▸ Source text:
———

CoVis: A Collaborative Framework for Fine-grained Graphic Visual Understanding
Xiaoyu Deng, Zhengjian Kang, Xintao Li, Yongzhe Zhang, Tianmin Guo
TL;DR
CoVis tackles the limitation that image interpretation is biased by an observer's background and by information silos. It integrates a cascaded dual-layer segmentation pipeline (coarse segmentation with FastSAM followed by fine-grained segmentation with U-Net) with an LLM-based content generator guided by prompt engineering to produce rich, multi-dimensional visual descriptions. Quantitative segmentation metrics and qualitative human evaluations show CoVis outperforms baselines and generalizes across datasets, delivering more comprehensive visual analytics than general-purpose LLMs. The approach has practical implications for CSCW and accessibility, with future work aimed at personalizing content generation to user preferences.
Abstract
Graphic visual content helps in promoting information communication and inspiration divergence. However, the interpretation of visual content currently relies mainly on humans' personal knowledge background, thereby affecting the quality and efficiency of information acquisition and understanding. To improve the quality and efficiency of visual information transmission and avoid the limitation of the observer due to the information cocoon, we propose CoVis, a collaborative framework for fine-grained visual understanding. By designing and implementing a cascaded dual-layer segmentation network coupled with a large-language-model (LLM) based content generator, the framework extracts as much knowledge as possible from an image. Then, it generates visual analytics for images, assisting observers in comprehending imagery from a more holistic perspective. Quantitative experiments and qualitative experiments based on 32 human participants indicate that the CoVis has better performance than current methods in feature extraction and can generate more comprehensive and detailed visual descriptions than current general-purpose large models.

———

▸ Work instruction 1: From the CoVis page, quote the passage starting with "CoVis: A Collaborative" and going on through "to user preferences.".
▸ Work instruction 2: Summarize the CoVis page in two sentences.

———

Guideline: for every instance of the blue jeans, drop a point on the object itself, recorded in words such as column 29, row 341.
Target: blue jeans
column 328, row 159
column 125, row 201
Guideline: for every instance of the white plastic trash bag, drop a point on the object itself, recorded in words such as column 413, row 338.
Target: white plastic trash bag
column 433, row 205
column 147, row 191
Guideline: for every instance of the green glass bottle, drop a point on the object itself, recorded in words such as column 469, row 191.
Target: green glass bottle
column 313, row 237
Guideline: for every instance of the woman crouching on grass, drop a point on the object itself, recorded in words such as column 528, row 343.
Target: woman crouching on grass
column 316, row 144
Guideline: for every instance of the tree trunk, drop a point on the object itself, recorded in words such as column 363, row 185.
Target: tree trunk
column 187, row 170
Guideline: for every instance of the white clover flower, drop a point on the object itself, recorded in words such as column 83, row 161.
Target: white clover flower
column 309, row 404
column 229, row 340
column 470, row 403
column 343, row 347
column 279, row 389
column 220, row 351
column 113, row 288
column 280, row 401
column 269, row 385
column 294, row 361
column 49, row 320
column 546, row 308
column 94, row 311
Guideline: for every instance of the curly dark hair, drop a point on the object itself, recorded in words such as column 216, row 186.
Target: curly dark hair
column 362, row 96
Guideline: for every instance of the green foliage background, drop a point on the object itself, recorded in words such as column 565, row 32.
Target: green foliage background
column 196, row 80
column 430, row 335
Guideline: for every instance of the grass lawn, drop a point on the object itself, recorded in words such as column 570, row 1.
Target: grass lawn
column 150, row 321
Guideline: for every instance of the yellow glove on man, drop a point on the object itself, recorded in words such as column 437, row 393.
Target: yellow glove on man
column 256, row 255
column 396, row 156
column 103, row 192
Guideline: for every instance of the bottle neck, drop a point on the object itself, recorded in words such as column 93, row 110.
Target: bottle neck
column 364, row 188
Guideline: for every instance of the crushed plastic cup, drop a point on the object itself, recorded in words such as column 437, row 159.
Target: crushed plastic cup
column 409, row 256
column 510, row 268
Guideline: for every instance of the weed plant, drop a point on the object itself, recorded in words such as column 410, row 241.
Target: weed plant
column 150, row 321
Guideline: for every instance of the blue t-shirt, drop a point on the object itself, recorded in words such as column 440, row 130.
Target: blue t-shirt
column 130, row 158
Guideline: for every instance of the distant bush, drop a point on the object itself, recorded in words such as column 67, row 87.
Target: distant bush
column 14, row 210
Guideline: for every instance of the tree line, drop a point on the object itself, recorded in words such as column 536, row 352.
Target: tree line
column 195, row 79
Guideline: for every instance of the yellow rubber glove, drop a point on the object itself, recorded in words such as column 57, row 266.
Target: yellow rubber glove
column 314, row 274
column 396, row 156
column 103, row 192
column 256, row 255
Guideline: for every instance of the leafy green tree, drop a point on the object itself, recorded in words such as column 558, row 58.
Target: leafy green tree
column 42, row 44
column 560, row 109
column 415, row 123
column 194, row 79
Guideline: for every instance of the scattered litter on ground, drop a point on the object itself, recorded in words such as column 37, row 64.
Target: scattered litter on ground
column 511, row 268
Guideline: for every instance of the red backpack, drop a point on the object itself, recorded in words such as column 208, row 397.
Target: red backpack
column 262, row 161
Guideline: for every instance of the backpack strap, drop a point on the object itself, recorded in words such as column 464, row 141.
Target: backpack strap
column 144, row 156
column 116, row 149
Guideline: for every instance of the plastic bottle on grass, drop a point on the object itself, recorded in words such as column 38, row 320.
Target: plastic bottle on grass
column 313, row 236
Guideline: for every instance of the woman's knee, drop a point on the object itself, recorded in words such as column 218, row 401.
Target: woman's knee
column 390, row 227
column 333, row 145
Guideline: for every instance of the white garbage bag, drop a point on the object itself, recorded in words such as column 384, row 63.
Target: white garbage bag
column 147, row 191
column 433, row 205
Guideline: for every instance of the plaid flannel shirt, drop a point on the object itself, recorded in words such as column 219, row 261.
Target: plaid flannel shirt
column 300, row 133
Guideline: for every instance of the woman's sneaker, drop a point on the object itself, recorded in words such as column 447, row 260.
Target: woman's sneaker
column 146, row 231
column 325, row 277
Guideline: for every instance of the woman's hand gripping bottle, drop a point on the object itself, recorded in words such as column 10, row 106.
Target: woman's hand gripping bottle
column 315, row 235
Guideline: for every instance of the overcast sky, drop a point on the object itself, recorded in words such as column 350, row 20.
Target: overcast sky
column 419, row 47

———

▸ Response 1:
CoVis: A Collaborative Framework for Fine-grained Graphic Visual Understanding
Xiaoyu Deng, Zhengjian Kang, Xintao Li, Yongzhe Zhang, Tianmin Guo
TL;DR
CoVis tackles the limitation that image interpretation is biased by an observer's background and by information silos. It integrates a cascaded dual-layer segmentation pipeline (coarse segmentation with FastSAM followed by fine-grained segmentation with U-Net) with an LLM-based content generator guided by prompt engineering to produce rich, multi-dimensional visual descriptions. Quantitative segmentation metrics and qualitative human evaluations show CoVis outperforms baselines and generalizes across datasets, delivering more comprehensive visual analytics than general-purpose LLMs. The approach has practical implications for CSCW and accessibility, with future work aimed at personalizing content generation to user preferences.

▸ Response 2: CoVis is a collaborative framework for fine-grained visual understanding that pairs a cascaded dual-layer segmentation pipeline (coarse segmentation with FastSAM, then fine-grained segmentation with U-Net) with an LLM-based content generator to produce rich, multi-dimensional descriptions of images, addressing interpretation that is biased by an observer's background and by information silos. Quantitative experiments and qualitative evaluations with 32 human participants show that it outperforms current methods in feature extraction and generates more comprehensive and detailed visual descriptions than general-purpose large models.